» The tasks
• 1. According to the post on website localization, what share of Orkut's users are in Brazil?
• 2. Summarize the post on website localization in two sentences.
• 3. Please decide whether each statement agrees with the post on website localization, answering yes or no and quoting the words that decide it: (a) Wikipedia's foreign language encyclopedias date from March 2001. (b) Orkut is the 8th most popular site in the US. (c) Puerto Rico is the second biggest contributor to MySpace's traffic.

» Passage to read
^^^^^^^^^^^^^^^^

Some sites have never had a single language approach to the Internet; the Wikipedia has had foreign language encyclopaedias since March 2001 (2 months after the English Wikipedia was founded). Today, there are 7.8 million articles in about 253 languages from Korean to Klingon! Surprisingly, it took YouTube and Flickr have taken 1 and a half years and 2 and a half years (respectively) to launch localised version.
Perhaps language isn’t as important for sites such as Flickr and YouTube (which may I say has done a shoddy job at localisation) as their mediums are more visual than textual however I’m sure the French use sites such as Dailymotion more than most people (besides those who wish to watch copyrighted media :P).
Localisation is important to social networking, though, because I know I can’t easily communicate with a non-English speaking Spaniard nor can he easily communicate with me. Whilst the Internet being an international community is great, at times it is impractical.
Take Orkut as an example where social networking differs vastly internationally. You might not even have heard of Orkut because despite that it is Google’s premier social network, it’s not that big in the UK or US. That’s different in Brazil who account for 56% of Orkut’s users! It is only the 31st most popular site in the US but is the 8th worldwide (according to the English Wikipedia)!
Compare that with MySpace. 46% of MySpace’s traffic originates from America, using the terribly unreliable Alexa as a source, with a further 6-7% coming from other English-speaking nations. The second biggest contributor to MySpace’s traffic is Spanish and English speaking Puerto Rico (which is under American control).

^^^^^^^^^^^^^^^^

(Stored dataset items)
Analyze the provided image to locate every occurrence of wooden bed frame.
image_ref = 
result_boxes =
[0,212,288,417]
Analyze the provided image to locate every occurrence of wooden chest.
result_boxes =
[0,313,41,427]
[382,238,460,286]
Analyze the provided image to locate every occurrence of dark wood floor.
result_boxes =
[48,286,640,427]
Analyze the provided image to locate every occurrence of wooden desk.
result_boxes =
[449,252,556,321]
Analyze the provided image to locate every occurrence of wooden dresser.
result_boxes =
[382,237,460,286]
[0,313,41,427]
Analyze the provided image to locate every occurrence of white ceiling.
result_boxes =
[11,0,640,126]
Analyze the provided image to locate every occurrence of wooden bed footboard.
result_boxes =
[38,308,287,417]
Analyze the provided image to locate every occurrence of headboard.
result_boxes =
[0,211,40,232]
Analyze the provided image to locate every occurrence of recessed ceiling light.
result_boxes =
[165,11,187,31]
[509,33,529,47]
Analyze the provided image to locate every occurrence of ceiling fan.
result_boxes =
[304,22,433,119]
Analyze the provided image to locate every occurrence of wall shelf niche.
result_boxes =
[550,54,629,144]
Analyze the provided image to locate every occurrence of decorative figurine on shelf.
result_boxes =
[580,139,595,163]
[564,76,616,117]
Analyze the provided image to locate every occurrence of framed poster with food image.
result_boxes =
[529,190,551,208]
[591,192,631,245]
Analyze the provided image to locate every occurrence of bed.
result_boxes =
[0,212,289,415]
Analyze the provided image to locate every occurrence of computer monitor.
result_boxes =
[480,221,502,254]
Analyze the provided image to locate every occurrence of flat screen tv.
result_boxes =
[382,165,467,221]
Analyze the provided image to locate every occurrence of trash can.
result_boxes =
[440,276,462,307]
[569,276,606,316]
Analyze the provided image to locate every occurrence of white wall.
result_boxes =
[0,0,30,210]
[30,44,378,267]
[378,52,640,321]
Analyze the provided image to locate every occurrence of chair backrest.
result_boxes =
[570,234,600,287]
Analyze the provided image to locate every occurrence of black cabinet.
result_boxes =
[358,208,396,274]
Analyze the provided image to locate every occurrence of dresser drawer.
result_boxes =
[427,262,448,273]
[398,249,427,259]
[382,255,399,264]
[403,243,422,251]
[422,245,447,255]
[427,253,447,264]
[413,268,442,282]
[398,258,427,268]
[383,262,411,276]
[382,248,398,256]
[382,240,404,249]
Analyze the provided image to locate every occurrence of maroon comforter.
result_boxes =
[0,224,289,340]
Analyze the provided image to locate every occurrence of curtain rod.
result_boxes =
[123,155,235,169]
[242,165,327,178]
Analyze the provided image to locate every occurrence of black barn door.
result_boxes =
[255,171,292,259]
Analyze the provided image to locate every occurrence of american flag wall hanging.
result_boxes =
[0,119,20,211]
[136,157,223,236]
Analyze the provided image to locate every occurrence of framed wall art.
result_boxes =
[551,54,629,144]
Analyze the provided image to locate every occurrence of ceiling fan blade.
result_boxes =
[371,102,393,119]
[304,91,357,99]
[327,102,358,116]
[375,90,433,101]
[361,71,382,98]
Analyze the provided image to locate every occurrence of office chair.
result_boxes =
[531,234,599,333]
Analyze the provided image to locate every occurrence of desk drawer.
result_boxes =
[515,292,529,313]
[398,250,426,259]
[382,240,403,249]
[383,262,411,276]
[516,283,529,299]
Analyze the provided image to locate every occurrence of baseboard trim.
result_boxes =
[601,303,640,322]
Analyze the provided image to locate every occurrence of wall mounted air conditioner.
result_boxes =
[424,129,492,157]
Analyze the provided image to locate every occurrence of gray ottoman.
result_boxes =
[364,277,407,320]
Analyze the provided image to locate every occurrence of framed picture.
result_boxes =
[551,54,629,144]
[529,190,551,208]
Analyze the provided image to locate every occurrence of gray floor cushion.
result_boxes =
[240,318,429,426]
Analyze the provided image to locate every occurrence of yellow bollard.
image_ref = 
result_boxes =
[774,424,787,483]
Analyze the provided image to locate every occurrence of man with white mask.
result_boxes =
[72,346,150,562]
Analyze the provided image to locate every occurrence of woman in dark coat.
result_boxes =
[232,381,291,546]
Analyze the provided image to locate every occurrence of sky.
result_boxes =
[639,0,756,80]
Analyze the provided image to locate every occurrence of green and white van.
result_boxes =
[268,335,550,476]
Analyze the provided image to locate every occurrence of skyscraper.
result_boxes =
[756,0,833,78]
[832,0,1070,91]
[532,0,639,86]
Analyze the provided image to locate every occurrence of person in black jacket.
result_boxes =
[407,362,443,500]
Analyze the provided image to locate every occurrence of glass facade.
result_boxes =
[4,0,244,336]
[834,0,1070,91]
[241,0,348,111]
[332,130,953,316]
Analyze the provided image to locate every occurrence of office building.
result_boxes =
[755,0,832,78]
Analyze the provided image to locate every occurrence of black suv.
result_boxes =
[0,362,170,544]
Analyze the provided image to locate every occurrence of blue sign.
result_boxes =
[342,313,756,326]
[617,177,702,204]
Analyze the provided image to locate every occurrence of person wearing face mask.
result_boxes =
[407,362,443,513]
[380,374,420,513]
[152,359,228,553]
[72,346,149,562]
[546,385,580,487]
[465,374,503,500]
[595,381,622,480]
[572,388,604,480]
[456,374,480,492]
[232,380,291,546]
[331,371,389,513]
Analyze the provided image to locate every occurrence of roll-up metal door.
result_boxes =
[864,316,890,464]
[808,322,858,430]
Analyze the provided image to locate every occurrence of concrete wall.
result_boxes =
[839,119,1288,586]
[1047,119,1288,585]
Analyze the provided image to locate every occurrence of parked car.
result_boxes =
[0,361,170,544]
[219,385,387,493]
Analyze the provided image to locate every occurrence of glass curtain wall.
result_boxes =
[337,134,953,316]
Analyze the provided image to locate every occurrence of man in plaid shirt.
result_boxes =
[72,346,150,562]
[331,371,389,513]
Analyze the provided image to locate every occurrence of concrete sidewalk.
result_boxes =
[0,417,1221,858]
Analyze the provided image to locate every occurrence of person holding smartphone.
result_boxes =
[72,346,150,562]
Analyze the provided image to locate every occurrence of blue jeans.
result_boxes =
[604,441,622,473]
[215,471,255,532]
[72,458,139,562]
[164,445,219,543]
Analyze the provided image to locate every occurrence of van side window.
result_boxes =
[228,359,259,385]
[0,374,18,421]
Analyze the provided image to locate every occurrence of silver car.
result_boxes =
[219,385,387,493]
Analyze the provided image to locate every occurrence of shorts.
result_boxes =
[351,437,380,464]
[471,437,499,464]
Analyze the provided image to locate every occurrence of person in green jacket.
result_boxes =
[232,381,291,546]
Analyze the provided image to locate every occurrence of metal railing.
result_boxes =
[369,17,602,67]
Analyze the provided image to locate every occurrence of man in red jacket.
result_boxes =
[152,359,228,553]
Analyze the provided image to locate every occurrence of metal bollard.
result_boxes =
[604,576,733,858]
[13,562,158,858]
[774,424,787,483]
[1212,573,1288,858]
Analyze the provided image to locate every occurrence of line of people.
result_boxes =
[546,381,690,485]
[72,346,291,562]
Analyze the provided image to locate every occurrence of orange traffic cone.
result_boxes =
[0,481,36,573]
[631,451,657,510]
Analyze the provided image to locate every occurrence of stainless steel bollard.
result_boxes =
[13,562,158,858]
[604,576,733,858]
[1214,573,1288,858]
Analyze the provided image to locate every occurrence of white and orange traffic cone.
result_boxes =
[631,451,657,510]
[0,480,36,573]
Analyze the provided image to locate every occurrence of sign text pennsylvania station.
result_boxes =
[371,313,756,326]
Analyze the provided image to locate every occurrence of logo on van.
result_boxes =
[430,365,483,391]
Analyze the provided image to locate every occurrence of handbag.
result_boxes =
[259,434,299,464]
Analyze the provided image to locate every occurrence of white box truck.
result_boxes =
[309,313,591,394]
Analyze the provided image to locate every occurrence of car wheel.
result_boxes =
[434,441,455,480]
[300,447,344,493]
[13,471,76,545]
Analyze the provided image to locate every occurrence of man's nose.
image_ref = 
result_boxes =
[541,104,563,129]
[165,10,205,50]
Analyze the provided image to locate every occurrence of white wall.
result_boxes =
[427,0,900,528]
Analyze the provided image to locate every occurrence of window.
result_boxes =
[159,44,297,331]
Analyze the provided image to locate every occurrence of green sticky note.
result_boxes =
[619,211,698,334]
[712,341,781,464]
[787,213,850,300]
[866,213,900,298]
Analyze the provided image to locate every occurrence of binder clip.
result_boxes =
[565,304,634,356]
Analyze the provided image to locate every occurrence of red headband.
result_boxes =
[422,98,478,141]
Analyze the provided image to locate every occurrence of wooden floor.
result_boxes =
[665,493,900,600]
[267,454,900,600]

^^^^^^^^^^^^^^^^

» Response list
• 1. 56%

• 2. Wikipedia has had foreign language encyclopedias since March 2001, while YouTube and Flickr took years to launch localized versions. Localization matters for social networking because people who don't share a language cannot easily communicate, and social networking differs vastly by country: Orkut is small in the UK and US but draws 56% of its users from Brazil, whereas 46% of MySpace's traffic originates from America.

• 3.
(a) Yes: "the Wikipedia has had foreign language encyclopaedias since March 2001"
(b) No: "It is only the 31st most popular site in the US but is the 8th worldwide"
(c) Yes: "The second biggest contributor to MySpace’s traffic is Spanish and English speaking Puerto Rico"